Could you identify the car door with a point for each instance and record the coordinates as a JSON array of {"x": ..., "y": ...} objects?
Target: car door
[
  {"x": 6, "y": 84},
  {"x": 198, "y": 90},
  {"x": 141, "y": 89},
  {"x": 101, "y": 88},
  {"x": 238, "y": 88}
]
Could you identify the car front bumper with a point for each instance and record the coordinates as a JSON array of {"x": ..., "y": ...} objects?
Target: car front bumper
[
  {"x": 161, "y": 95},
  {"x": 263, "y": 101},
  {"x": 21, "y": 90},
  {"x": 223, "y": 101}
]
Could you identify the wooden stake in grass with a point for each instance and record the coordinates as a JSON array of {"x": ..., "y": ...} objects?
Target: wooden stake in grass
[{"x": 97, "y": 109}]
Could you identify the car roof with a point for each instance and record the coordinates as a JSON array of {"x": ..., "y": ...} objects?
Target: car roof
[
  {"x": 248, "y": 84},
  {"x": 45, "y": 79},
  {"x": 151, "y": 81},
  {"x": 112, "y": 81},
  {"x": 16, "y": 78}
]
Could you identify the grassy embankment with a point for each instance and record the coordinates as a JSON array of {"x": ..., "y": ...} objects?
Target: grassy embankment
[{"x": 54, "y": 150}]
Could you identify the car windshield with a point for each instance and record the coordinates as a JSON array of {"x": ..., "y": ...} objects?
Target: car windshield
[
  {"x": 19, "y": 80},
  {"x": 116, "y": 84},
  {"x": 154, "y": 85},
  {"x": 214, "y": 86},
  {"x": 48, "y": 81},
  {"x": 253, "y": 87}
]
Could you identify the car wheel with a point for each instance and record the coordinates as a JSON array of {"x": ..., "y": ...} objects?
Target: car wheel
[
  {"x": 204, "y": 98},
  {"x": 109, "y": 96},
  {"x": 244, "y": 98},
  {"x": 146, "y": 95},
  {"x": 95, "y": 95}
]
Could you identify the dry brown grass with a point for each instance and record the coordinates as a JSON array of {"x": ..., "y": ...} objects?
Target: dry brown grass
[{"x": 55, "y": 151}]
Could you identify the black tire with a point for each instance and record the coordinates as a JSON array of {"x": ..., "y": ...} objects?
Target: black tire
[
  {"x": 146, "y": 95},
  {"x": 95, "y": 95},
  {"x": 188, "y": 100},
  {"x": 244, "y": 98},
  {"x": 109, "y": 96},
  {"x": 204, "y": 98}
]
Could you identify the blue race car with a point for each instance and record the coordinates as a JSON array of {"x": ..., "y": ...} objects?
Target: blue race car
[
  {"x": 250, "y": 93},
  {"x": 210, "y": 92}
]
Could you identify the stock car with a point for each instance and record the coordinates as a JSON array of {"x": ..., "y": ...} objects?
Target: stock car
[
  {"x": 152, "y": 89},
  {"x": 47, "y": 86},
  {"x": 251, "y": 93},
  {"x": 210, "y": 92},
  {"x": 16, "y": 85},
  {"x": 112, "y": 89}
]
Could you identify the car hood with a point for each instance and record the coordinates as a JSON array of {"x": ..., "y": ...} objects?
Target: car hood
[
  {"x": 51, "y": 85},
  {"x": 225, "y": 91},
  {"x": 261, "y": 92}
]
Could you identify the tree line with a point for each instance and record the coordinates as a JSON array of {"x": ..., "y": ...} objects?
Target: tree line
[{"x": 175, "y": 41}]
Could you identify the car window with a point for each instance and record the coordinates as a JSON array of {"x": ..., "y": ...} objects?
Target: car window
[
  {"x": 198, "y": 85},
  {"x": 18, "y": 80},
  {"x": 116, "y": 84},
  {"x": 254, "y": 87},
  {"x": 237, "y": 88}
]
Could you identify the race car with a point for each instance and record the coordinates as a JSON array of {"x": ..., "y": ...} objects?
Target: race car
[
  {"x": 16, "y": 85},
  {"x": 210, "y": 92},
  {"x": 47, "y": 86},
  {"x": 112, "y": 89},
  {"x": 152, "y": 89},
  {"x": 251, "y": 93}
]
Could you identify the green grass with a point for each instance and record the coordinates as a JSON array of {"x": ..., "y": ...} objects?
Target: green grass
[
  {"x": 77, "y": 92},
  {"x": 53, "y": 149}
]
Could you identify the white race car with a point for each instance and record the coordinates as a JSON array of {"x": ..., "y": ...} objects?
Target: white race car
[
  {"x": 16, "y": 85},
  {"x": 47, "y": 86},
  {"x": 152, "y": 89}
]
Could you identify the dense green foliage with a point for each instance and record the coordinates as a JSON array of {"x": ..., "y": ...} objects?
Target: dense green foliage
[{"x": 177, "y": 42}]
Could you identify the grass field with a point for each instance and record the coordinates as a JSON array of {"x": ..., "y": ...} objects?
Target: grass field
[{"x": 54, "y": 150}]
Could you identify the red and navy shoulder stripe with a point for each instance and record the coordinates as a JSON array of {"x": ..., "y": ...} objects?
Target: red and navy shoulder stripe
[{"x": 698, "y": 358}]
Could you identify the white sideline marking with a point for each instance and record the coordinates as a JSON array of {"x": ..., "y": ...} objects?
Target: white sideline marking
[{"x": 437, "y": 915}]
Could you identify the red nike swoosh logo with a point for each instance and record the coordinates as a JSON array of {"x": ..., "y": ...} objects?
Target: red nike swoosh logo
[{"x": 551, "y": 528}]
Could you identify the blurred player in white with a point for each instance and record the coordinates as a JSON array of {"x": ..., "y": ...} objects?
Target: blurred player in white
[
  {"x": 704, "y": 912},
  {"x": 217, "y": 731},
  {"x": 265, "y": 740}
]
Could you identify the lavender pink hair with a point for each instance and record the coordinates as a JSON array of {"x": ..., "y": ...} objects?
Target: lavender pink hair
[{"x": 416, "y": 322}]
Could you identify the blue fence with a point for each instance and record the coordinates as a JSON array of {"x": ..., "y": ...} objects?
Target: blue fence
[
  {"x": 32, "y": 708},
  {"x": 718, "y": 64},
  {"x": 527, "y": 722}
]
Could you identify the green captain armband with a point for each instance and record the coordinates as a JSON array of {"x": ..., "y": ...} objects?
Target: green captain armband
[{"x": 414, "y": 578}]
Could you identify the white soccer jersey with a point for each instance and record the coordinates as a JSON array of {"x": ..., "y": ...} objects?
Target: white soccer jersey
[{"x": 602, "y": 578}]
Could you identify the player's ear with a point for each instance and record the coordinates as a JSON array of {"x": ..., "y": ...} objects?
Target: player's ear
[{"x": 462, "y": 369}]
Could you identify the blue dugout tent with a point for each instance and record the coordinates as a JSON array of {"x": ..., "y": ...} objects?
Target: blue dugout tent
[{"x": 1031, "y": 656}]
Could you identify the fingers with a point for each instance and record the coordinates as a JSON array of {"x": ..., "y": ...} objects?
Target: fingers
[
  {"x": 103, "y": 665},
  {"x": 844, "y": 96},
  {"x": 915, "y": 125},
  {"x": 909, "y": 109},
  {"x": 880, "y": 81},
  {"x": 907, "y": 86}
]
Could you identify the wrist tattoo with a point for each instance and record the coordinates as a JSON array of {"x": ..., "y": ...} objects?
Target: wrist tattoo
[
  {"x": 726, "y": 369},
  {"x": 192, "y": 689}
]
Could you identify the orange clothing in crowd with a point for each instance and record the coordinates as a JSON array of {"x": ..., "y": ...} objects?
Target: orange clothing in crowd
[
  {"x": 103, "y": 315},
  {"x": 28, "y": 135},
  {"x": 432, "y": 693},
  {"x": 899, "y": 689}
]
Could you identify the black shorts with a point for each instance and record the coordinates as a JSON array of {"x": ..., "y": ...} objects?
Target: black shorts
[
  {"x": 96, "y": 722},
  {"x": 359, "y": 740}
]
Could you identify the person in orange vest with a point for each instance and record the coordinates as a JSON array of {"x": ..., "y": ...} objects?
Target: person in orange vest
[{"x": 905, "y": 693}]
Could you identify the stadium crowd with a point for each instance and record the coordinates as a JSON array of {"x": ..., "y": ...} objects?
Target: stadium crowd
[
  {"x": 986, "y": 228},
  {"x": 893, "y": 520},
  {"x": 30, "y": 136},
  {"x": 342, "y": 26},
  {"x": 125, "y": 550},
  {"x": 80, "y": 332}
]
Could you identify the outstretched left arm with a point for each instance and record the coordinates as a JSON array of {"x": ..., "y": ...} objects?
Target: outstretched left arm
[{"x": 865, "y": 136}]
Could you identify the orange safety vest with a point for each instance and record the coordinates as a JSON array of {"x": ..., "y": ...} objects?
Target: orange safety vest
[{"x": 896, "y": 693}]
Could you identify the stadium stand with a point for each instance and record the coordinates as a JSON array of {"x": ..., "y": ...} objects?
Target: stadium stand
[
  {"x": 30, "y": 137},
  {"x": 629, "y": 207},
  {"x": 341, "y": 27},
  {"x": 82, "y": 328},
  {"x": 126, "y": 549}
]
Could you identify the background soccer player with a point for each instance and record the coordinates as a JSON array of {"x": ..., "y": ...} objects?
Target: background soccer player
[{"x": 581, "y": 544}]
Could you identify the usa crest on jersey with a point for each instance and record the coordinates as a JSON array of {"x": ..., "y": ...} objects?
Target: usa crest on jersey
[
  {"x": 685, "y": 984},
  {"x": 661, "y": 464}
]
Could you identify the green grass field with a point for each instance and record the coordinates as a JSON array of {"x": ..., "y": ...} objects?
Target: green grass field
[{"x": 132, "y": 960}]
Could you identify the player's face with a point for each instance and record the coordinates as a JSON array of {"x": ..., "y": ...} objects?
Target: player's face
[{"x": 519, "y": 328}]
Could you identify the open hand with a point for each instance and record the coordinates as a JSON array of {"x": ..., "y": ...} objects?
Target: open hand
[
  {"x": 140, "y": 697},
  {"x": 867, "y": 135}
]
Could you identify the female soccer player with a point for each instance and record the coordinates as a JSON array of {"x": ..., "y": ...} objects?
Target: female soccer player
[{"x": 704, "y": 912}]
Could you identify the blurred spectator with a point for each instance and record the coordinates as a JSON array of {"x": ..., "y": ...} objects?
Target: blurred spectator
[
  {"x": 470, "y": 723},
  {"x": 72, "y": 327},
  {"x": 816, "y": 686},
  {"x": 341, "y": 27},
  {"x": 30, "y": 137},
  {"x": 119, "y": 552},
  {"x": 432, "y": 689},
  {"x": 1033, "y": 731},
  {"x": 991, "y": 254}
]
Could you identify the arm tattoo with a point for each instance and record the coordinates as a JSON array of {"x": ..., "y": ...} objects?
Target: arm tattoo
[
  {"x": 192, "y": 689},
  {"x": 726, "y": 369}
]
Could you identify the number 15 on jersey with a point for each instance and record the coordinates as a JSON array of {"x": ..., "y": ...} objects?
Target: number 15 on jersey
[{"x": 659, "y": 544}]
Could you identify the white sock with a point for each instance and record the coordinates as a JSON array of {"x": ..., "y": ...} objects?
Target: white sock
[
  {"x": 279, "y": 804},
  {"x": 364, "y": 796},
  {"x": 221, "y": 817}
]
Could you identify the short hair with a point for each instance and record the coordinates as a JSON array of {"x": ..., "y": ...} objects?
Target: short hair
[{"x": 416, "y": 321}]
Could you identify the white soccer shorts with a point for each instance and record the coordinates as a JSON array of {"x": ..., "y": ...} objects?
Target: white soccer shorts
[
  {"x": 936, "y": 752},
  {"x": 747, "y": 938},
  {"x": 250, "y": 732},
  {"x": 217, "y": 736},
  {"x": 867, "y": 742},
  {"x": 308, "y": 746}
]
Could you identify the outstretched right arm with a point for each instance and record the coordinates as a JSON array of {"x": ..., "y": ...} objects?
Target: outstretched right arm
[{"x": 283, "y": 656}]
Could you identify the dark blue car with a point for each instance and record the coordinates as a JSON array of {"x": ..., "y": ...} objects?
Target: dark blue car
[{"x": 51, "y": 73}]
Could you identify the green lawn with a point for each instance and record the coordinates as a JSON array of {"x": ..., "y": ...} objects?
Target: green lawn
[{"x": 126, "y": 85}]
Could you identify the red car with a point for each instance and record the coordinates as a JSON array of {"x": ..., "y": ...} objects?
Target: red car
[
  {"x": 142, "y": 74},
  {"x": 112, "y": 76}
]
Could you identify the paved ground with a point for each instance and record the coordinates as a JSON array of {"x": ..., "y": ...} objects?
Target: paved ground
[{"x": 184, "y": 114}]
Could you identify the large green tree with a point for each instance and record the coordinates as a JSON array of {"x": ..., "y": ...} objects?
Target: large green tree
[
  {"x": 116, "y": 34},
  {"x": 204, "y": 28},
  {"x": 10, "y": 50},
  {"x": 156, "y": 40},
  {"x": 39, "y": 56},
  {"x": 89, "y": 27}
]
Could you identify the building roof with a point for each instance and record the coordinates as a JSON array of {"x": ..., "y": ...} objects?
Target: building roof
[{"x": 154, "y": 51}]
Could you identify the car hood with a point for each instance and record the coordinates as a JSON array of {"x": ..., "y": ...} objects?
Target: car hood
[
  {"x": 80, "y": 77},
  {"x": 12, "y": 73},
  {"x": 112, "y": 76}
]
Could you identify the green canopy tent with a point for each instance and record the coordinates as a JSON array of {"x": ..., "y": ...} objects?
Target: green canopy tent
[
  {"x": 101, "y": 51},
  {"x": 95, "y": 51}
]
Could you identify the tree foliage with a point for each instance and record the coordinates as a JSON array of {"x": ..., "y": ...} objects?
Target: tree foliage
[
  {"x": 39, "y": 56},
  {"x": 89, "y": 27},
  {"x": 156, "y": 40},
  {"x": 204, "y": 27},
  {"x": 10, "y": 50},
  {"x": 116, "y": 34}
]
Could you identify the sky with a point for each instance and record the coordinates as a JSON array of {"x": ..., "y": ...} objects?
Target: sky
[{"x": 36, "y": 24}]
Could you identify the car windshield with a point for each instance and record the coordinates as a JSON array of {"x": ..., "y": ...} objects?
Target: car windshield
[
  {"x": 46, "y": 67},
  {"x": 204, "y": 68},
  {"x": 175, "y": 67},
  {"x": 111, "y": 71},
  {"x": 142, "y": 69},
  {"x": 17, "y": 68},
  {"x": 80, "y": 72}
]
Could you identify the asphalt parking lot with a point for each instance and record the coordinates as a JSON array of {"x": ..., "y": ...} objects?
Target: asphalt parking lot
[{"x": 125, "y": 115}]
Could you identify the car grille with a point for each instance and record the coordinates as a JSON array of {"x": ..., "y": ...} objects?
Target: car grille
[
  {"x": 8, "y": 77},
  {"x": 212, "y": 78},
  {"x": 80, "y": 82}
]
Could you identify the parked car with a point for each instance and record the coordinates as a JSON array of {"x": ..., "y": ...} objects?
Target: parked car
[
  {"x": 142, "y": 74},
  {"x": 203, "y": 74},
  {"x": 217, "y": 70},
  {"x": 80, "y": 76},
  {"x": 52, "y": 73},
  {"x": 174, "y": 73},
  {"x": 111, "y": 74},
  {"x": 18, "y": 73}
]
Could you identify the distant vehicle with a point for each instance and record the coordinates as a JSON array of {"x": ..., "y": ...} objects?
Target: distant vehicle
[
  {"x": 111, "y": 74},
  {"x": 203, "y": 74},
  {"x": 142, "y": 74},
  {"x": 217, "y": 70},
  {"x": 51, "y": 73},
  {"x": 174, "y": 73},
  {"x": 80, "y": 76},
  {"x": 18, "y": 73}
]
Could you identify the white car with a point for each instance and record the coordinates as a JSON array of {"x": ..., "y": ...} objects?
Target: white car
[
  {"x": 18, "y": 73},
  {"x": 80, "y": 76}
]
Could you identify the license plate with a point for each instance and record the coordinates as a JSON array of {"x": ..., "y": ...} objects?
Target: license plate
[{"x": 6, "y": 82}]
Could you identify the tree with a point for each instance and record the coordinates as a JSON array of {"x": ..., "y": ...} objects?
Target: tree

● ● ● ● ●

PROBLEM - Return, word for word, every line from the line with "Could you identify the distant" to the final line of the data.

EXPECTED OUTPUT -
Could you identify the distant vehicle with a point for each instance and record the coordinates as a JSON array of {"x": ..., "y": ...} objects?
Target: distant vehicle
[
  {"x": 111, "y": 74},
  {"x": 203, "y": 74},
  {"x": 142, "y": 74},
  {"x": 217, "y": 70},
  {"x": 51, "y": 73},
  {"x": 174, "y": 73},
  {"x": 80, "y": 76},
  {"x": 18, "y": 73}
]
Could you identify the white car with a point for each instance and record the coordinates as a JSON array of {"x": ..., "y": ...} objects?
Target: white car
[
  {"x": 18, "y": 73},
  {"x": 80, "y": 76}
]
Could you identify the license plate with a point for each instance and record the coordinates as a JSON array of {"x": ..., "y": ...} objects?
Target: license plate
[{"x": 6, "y": 82}]
Could you identify the tree with a point for each instance and record the coordinates as a JSON array of {"x": ..., "y": ...} objects?
Target: tree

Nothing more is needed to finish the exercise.